Records contained in a dataset:
----

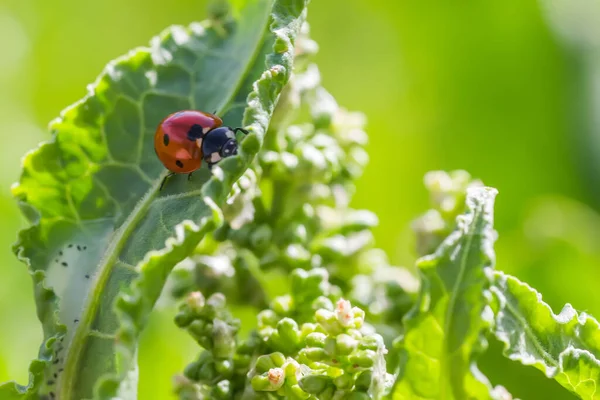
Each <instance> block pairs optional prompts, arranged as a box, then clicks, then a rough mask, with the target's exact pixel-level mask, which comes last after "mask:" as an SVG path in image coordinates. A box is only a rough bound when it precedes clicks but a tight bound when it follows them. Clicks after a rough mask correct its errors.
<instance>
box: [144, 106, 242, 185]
mask: <svg viewBox="0 0 600 400" xmlns="http://www.w3.org/2000/svg"><path fill="white" fill-rule="evenodd" d="M237 131H241V132H243V133H244V134H246V135H247V134H248V131H247V130H245V129H242V128H231V127H228V126H223V121H222V120H221V118H219V117H217V116H216V115H214V114H209V113H206V112H203V111H195V110H184V111H179V112H176V113H173V114H171V115H169V116H167V117H166V118H165V119H163V120H162V121H161V122H160V124H159V125H158V128H157V129H156V133H155V134H154V151H155V152H156V155H157V157H158V159H159V160H160V161H161V162H162V163H163V165H164V166H165V167H166V168H167V169H168V170H169V171H171V173H170V174H169V175H167V176H166V177H165V179H164V180H163V182H162V183H161V185H160V189H162V187H163V185H164V184H165V182H166V180H167V179H168V178H169V177H170V176H172V175H175V174H188V180H189V179H190V178H191V176H192V173H193V172H194V171H196V170H198V169H199V168H200V166H201V164H202V160H204V162H206V164H207V165H208V168H209V169H212V167H213V166H214V165H215V164H216V163H218V162H219V161H220V160H221V159H223V158H226V157H229V156H232V155H234V154H237V150H238V142H237V140H236V137H235V134H236V133H237Z"/></svg>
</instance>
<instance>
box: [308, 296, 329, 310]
mask: <svg viewBox="0 0 600 400" xmlns="http://www.w3.org/2000/svg"><path fill="white" fill-rule="evenodd" d="M312 308H313V310H318V309H319V308H322V309H324V310H327V311H333V303H332V302H331V300H329V299H328V298H327V297H325V296H319V297H317V298H316V299H315V301H313V303H312Z"/></svg>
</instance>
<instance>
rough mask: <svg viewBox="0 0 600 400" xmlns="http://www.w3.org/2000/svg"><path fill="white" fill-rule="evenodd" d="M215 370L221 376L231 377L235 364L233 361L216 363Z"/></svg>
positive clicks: (226, 360)
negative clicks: (232, 361) (230, 376)
mask: <svg viewBox="0 0 600 400" xmlns="http://www.w3.org/2000/svg"><path fill="white" fill-rule="evenodd" d="M215 370H216V371H217V373H218V374H219V375H223V376H231V374H232V373H233V362H232V361H231V360H217V361H215Z"/></svg>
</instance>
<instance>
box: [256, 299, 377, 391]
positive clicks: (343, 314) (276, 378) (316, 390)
mask: <svg viewBox="0 0 600 400" xmlns="http://www.w3.org/2000/svg"><path fill="white" fill-rule="evenodd" d="M319 301H320V302H321V307H320V308H318V309H317V310H316V311H315V313H314V315H313V317H312V319H311V320H310V321H309V322H305V323H302V324H301V325H299V324H298V323H296V321H294V320H292V319H290V318H284V319H281V320H279V321H277V322H275V319H272V318H271V317H272V316H273V315H274V312H273V310H270V311H271V312H263V313H261V314H262V315H261V316H260V317H259V318H260V320H259V325H261V326H262V328H261V330H260V331H259V334H260V335H261V336H262V337H263V340H265V342H266V343H267V349H268V350H276V351H275V352H272V353H270V354H267V355H263V356H261V357H259V358H258V361H257V363H256V366H255V368H254V370H253V371H252V372H251V376H252V378H251V384H252V388H253V389H254V391H256V392H268V393H271V395H272V396H273V395H275V397H274V398H289V399H324V400H329V399H363V398H364V399H370V398H376V396H373V392H374V391H378V390H381V388H382V387H383V384H385V382H386V381H387V380H389V375H388V374H387V373H386V371H385V361H384V358H383V357H384V354H385V353H386V350H385V345H384V344H383V339H382V338H381V336H379V335H377V334H365V333H363V332H362V328H363V324H364V318H365V313H364V311H363V310H361V309H360V308H358V307H352V305H351V304H350V302H349V301H348V300H345V299H339V300H338V301H337V302H336V304H335V306H334V305H333V304H332V302H331V301H330V300H329V299H327V298H320V300H319ZM269 328H270V329H269Z"/></svg>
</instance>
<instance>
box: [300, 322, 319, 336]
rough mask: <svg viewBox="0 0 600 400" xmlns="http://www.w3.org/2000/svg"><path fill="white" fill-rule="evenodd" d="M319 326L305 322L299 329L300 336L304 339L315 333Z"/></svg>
mask: <svg viewBox="0 0 600 400" xmlns="http://www.w3.org/2000/svg"><path fill="white" fill-rule="evenodd" d="M318 327H319V326H318V325H317V324H313V323H311V322H307V323H304V324H302V328H300V336H301V337H303V338H305V337H307V336H308V335H310V334H311V333H313V332H316V331H317V328H318Z"/></svg>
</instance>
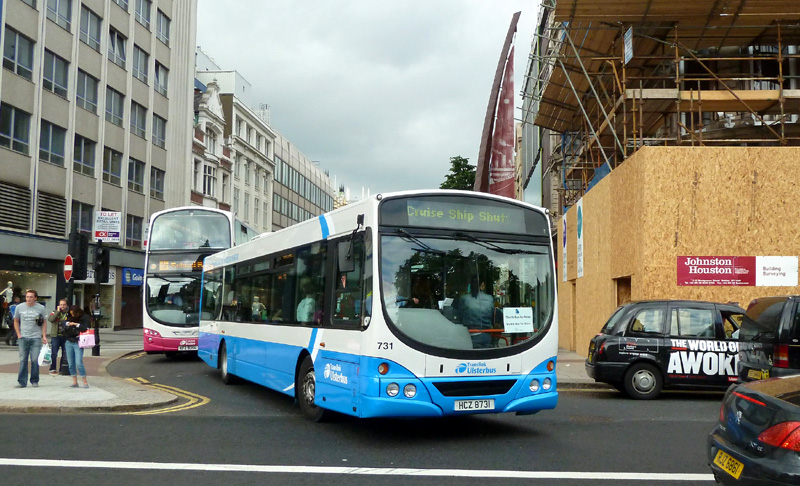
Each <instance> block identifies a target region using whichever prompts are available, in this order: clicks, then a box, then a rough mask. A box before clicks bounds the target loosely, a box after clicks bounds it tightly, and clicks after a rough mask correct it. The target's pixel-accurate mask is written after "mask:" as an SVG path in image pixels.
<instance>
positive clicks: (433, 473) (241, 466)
mask: <svg viewBox="0 0 800 486" xmlns="http://www.w3.org/2000/svg"><path fill="white" fill-rule="evenodd" d="M0 466H17V467H64V468H84V469H90V468H93V469H143V470H152V471H212V472H213V471H217V472H262V473H288V474H359V475H372V476H421V477H425V476H429V477H462V478H512V479H587V480H595V481H596V480H606V481H713V480H714V476H713V475H712V474H710V473H709V474H685V473H628V472H578V471H503V470H489V469H474V470H473V469H416V468H382V467H325V466H267V465H257V464H192V463H182V462H122V461H74V460H50V459H10V458H0Z"/></svg>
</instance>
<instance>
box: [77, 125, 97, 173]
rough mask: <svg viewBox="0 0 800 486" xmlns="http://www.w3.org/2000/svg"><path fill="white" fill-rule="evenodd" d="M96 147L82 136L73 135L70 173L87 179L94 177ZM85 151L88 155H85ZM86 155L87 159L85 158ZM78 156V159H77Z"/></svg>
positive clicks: (95, 146)
mask: <svg viewBox="0 0 800 486" xmlns="http://www.w3.org/2000/svg"><path fill="white" fill-rule="evenodd" d="M96 147H97V142H95V141H93V140H91V139H88V138H86V137H84V136H83V135H78V134H77V133H76V134H75V140H74V142H73V150H72V171H73V172H78V173H81V174H83V175H87V176H89V177H94V166H95V161H94V156H95V151H96ZM87 149H88V151H90V152H91V153H90V154H87ZM87 155H88V157H87ZM79 156H80V157H79Z"/></svg>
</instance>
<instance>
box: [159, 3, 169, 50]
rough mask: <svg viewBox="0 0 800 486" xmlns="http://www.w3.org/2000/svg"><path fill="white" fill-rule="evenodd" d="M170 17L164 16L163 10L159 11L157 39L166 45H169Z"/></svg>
mask: <svg viewBox="0 0 800 486" xmlns="http://www.w3.org/2000/svg"><path fill="white" fill-rule="evenodd" d="M169 24H170V20H169V17H167V16H166V15H164V12H162V11H161V10H159V11H158V18H157V20H156V39H158V40H160V41H161V42H163V43H164V44H166V45H169Z"/></svg>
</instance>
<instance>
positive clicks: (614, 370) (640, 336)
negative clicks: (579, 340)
mask: <svg viewBox="0 0 800 486" xmlns="http://www.w3.org/2000/svg"><path fill="white" fill-rule="evenodd" d="M744 313H745V312H744V309H742V308H741V307H739V306H738V305H736V304H722V303H715V302H704V301H693V300H651V301H640V302H630V303H628V304H625V305H622V306H620V307H619V308H617V310H616V311H615V312H614V313H613V314H612V315H611V317H610V318H609V319H608V322H606V324H605V326H603V329H602V330H601V331H600V332H599V333H598V334H597V335H596V336H595V337H593V338H592V340H591V342H590V343H589V355H588V356H589V357H588V358H587V359H586V372H587V373H588V374H589V376H590V377H591V378H594V380H595V381H599V382H603V383H608V384H610V385H613V386H614V387H616V388H617V389H619V390H620V391H624V392H626V393H627V394H628V395H629V396H631V397H632V398H636V399H639V400H649V399H652V398H655V397H657V396H658V394H659V393H660V392H661V389H662V388H664V387H702V388H719V389H725V388H727V387H728V386H729V385H730V384H731V383H734V382H736V379H737V369H736V366H737V361H738V359H739V356H738V353H739V343H738V341H737V336H738V331H739V327H740V326H741V322H742V319H743V316H744Z"/></svg>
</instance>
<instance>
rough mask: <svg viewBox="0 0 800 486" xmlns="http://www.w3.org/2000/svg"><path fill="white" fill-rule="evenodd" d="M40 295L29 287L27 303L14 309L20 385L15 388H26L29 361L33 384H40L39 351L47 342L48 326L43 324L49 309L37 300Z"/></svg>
mask: <svg viewBox="0 0 800 486" xmlns="http://www.w3.org/2000/svg"><path fill="white" fill-rule="evenodd" d="M38 297H39V294H38V293H37V292H36V291H35V290H32V289H28V290H26V291H25V303H24V304H19V305H17V307H16V308H15V309H14V330H15V331H16V332H17V338H18V341H19V375H17V381H18V382H19V385H17V386H16V387H15V388H25V387H26V386H27V384H28V361H30V362H31V385H32V386H33V387H34V388H36V387H37V386H39V351H41V349H42V344H47V326H45V325H43V324H44V320H45V319H46V318H47V311H46V310H45V308H44V306H43V305H42V304H39V303H37V302H36V299H37V298H38Z"/></svg>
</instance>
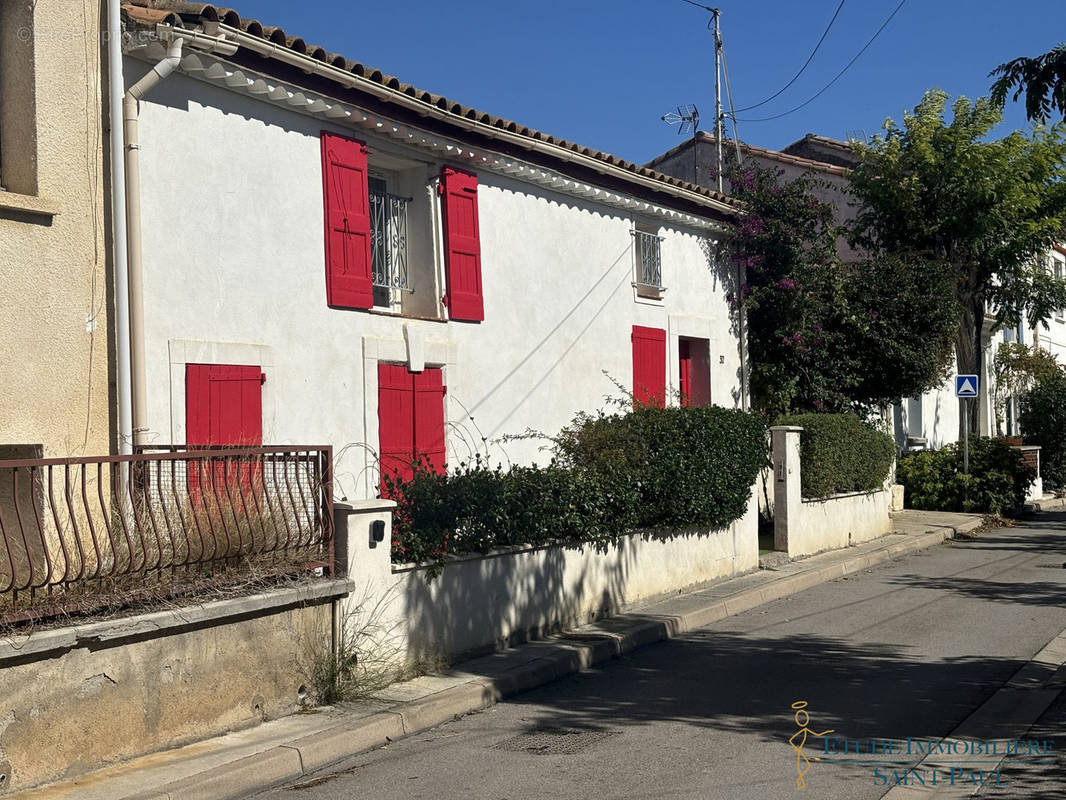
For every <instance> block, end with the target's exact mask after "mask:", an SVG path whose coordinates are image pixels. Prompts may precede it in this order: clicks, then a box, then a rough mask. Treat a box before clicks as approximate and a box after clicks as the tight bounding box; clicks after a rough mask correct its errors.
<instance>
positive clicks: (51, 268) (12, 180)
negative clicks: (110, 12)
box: [0, 0, 112, 492]
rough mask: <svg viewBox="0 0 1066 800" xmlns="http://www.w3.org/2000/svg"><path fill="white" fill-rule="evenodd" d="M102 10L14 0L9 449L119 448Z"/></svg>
mask: <svg viewBox="0 0 1066 800" xmlns="http://www.w3.org/2000/svg"><path fill="white" fill-rule="evenodd" d="M100 17H101V4H100V2H99V0H77V1H76V2H69V0H67V1H66V2H61V0H36V1H35V2H31V0H5V1H4V2H2V3H0V265H2V270H3V279H2V281H0V386H2V387H3V390H2V393H0V460H3V459H11V458H33V457H36V458H41V455H42V454H43V455H45V457H67V455H83V454H86V453H100V452H103V453H107V452H109V451H110V449H111V446H112V435H111V422H110V420H111V415H110V413H109V409H110V399H109V380H108V370H109V357H108V354H109V347H108V341H109V326H108V319H109V314H108V311H109V308H110V306H111V302H110V298H109V295H108V289H109V286H110V283H109V279H108V272H109V269H110V267H109V265H108V259H107V253H108V231H107V230H106V228H104V221H106V219H107V217H106V212H104V207H106V194H104V191H106V181H104V162H103V153H104V150H106V142H107V138H106V134H104V132H103V126H102V122H101V108H103V107H104V106H106V102H104V100H103V92H102V89H101V87H102V85H103V80H102V76H101V51H102V42H103V39H104V38H106V37H103V36H101V35H100V33H99V20H100ZM71 20H76V21H71ZM2 490H3V486H2V485H0V492H2Z"/></svg>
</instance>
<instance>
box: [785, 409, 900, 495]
mask: <svg viewBox="0 0 1066 800" xmlns="http://www.w3.org/2000/svg"><path fill="white" fill-rule="evenodd" d="M777 425H796V426H801V427H802V428H803V433H801V434H800V467H801V470H800V471H801V477H802V481H801V483H802V491H803V496H804V497H828V496H830V495H836V494H842V493H844V492H873V491H875V490H878V489H881V487H882V486H883V485H884V483H885V479H886V478H887V477H888V474H889V470H891V468H892V461H893V460H894V459H895V442H894V441H893V439H892V437H891V436H889V435H888V434H887V433H884V432H882V431H878V430H875V429H874V428H872V427H871V426H869V425H867V423H866V422H863V421H862V420H861V419H859V418H858V417H857V416H855V415H854V414H797V415H795V416H791V417H782V418H780V419H778V420H777Z"/></svg>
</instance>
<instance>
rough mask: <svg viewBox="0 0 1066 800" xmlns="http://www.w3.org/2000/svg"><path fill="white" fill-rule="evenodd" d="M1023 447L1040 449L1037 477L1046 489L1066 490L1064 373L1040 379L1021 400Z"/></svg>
mask: <svg viewBox="0 0 1066 800" xmlns="http://www.w3.org/2000/svg"><path fill="white" fill-rule="evenodd" d="M1018 421H1019V422H1020V423H1021V430H1022V431H1023V432H1024V434H1025V444H1032V445H1039V446H1040V475H1041V476H1043V477H1044V484H1045V485H1046V486H1048V487H1049V489H1053V490H1062V489H1064V487H1066V373H1064V372H1063V371H1062V369H1056V370H1054V371H1053V372H1051V373H1050V374H1047V375H1045V377H1041V378H1040V379H1038V380H1037V382H1036V385H1035V386H1033V388H1031V389H1030V390H1029V391H1028V393H1025V394H1024V395H1023V396H1022V399H1021V413H1020V414H1019V415H1018Z"/></svg>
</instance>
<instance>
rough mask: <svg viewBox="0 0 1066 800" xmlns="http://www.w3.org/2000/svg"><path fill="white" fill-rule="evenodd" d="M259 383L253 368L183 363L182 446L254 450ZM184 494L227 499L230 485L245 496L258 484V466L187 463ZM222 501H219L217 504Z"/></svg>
mask: <svg viewBox="0 0 1066 800" xmlns="http://www.w3.org/2000/svg"><path fill="white" fill-rule="evenodd" d="M262 379H263V373H262V371H261V370H260V368H259V367H249V366H244V365H230V364H187V365H185V444H187V445H190V446H196V445H231V446H245V447H259V446H260V445H262V439H263V413H262V407H263V404H262ZM187 476H188V477H187V480H188V483H189V493H190V496H191V497H192V498H193V500H194V501H195V502H196V503H200V502H203V501H204V495H205V494H207V495H208V497H214V498H215V499H216V501H219V500H217V498H228V497H229V492H230V490H231V489H232V487H233V486H239V487H240V489H241V491H242V492H243V493H245V494H247V493H248V492H251V491H252V489H253V486H258V485H259V483H260V480H261V470H260V468H259V466H258V465H255V464H252V463H247V462H243V463H237V464H235V463H233V462H232V460H228V459H227V460H222V459H220V460H219V461H216V462H214V463H211V464H205V463H203V462H196V463H192V462H190V463H189V464H188V465H187ZM223 501H225V500H223Z"/></svg>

----

**What is expected**
Among the lines above, find those with the word "this". Copy them.

**Finished exercise**
Each <instance> block identifies a target region using whichever prompts are available, in this order: clicks, then a box, then a rough mask. A box before clicks bounds the target loosely, a box after clicks bounds it tightly, and clicks after a rough mask correct it. The target's pixel-accurate mask is written after "mask:" as an SVG path in image pixels.
For every <instance> block, end with the target's exact mask after "mask:", an SVG path whose coordinates are image pixels. Prompts may precede it in this order: clicks, then a box, then a rough mask. Treat a box before clicks as approximate and a box after clicks as the tight bounding box; clicks after a rough mask correct its errors.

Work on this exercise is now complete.